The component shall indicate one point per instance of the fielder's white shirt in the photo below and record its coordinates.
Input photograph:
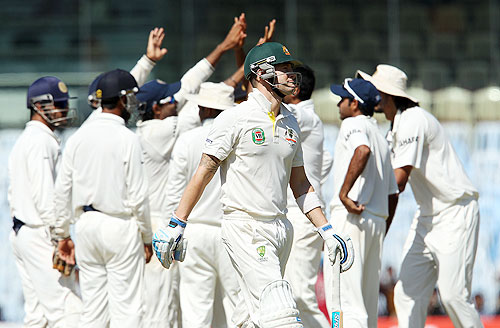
(158, 137)
(32, 172)
(312, 138)
(257, 152)
(377, 180)
(185, 160)
(190, 84)
(102, 166)
(438, 178)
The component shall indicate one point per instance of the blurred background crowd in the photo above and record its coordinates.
(450, 51)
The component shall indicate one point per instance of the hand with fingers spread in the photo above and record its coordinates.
(154, 51)
(268, 32)
(337, 243)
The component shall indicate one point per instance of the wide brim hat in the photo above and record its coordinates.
(388, 79)
(218, 96)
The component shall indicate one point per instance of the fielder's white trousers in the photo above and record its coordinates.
(302, 268)
(359, 286)
(258, 251)
(439, 249)
(206, 268)
(47, 300)
(162, 307)
(110, 254)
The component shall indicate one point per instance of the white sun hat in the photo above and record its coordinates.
(388, 79)
(218, 96)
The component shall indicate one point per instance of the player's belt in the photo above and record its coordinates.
(17, 224)
(89, 208)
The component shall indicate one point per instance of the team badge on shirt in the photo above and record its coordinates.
(290, 136)
(258, 136)
(261, 250)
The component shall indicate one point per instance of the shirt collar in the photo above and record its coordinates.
(111, 117)
(207, 122)
(39, 125)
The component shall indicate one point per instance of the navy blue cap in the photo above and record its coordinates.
(359, 89)
(48, 85)
(93, 85)
(156, 90)
(113, 82)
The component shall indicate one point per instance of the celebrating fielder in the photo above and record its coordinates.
(441, 246)
(365, 198)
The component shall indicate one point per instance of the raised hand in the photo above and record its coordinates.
(154, 51)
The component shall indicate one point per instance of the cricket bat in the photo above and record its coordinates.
(336, 309)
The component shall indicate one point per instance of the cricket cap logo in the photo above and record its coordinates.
(261, 250)
(258, 136)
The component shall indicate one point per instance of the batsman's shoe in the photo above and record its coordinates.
(166, 242)
(334, 243)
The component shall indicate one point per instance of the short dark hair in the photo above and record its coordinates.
(110, 103)
(308, 82)
(403, 103)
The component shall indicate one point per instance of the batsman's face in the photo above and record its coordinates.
(286, 80)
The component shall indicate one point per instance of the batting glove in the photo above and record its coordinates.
(335, 243)
(167, 241)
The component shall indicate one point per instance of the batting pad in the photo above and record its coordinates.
(277, 306)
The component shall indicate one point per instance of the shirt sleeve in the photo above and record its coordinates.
(63, 194)
(137, 189)
(409, 142)
(223, 135)
(354, 135)
(177, 177)
(42, 160)
(142, 70)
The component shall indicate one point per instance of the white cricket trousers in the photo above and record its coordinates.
(359, 286)
(47, 300)
(162, 307)
(302, 268)
(439, 249)
(205, 269)
(258, 251)
(110, 254)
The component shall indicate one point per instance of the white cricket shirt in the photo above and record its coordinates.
(311, 129)
(32, 172)
(185, 160)
(102, 166)
(377, 180)
(438, 178)
(258, 152)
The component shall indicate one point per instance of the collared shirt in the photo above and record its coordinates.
(316, 165)
(377, 180)
(32, 171)
(438, 178)
(158, 137)
(102, 166)
(257, 151)
(185, 160)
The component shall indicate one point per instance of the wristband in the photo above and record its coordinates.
(308, 202)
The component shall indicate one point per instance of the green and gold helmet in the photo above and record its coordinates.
(264, 57)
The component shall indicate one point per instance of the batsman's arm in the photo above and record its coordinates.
(301, 187)
(203, 175)
(356, 167)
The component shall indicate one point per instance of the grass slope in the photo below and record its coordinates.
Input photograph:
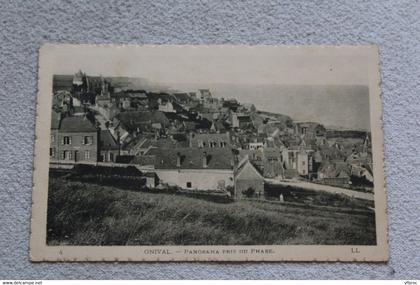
(87, 214)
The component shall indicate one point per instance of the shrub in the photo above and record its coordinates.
(249, 192)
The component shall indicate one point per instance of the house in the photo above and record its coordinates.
(209, 140)
(62, 83)
(141, 121)
(314, 133)
(108, 146)
(182, 98)
(268, 161)
(248, 181)
(335, 173)
(241, 121)
(205, 95)
(166, 107)
(255, 145)
(248, 107)
(74, 139)
(297, 160)
(194, 168)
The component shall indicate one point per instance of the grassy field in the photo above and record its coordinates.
(88, 214)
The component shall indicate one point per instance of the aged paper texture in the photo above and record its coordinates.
(209, 153)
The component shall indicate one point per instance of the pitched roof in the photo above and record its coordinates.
(108, 142)
(136, 119)
(76, 124)
(247, 171)
(192, 158)
(206, 137)
(55, 120)
(181, 96)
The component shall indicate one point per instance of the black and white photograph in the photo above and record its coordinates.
(210, 147)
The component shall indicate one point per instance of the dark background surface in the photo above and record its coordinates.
(393, 25)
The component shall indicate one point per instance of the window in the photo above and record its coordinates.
(87, 140)
(52, 152)
(66, 154)
(66, 140)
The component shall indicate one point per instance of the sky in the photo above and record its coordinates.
(328, 85)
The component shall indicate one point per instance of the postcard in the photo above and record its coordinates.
(209, 153)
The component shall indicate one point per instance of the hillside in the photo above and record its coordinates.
(87, 214)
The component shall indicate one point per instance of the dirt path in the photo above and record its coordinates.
(325, 188)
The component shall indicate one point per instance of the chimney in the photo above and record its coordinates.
(178, 159)
(205, 159)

---

- [WRITTEN INSTRUCTION]
Rewrite everything from the line containing "of the grassy" down through the end of the material, swapping "pitched roof" for "gabled roof" and leaving all else unchanged.

- [RESPONSE TO THE TASK]
The component shall indicate one point per instance of the grassy field in the photo above and record its coordinates.
(88, 214)
The component shall indicate one point per instance of the aged paper texture in the photo above and record its coordinates.
(209, 153)
The component shall indicate one point per instance of the gabled roof in the photo above and record its coordinates.
(108, 142)
(136, 119)
(76, 124)
(247, 171)
(192, 158)
(206, 137)
(55, 120)
(181, 96)
The component shall indicate one point per instance of the black and white photograph in the photo above and record its coordinates.
(210, 147)
The component shall indicate one point per instance of the dark background surface in the photo above and record its coordinates.
(393, 25)
The component shall indicate one point per instance of the window in the photo above and record its coordinates.
(87, 140)
(52, 152)
(66, 154)
(66, 140)
The component shall indicate one point per instance of the sky in the photo above and record its coordinates.
(328, 85)
The component shall indicate one point per instance of the postcard in the photo above and record its coordinates.
(209, 153)
The component shall indicate one point per instance of the hillside in the photo above and record its coordinates.
(87, 214)
The component shall indicate one point per instance of the dirt path in the photo above and record its coordinates.
(325, 188)
The component shall indicate one point per instance of the chimney in the photo above and record its coordinates.
(178, 159)
(205, 159)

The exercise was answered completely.